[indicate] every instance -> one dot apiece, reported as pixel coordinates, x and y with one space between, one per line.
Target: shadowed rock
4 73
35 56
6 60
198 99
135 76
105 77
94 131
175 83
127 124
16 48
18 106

Required task: Offset every x and y coordinate in the lines above by adding 141, and reproduce all of those lines, including the ones that carry no coordinates.

Solution:
[indicate] every instance -> one dot apiece, reported as pixel coordinates, x and y with one space between, one per line.
Target: shadowed rock
145 214
176 197
147 201
339 240
276 217
246 218
235 272
316 224
268 265
157 189
159 247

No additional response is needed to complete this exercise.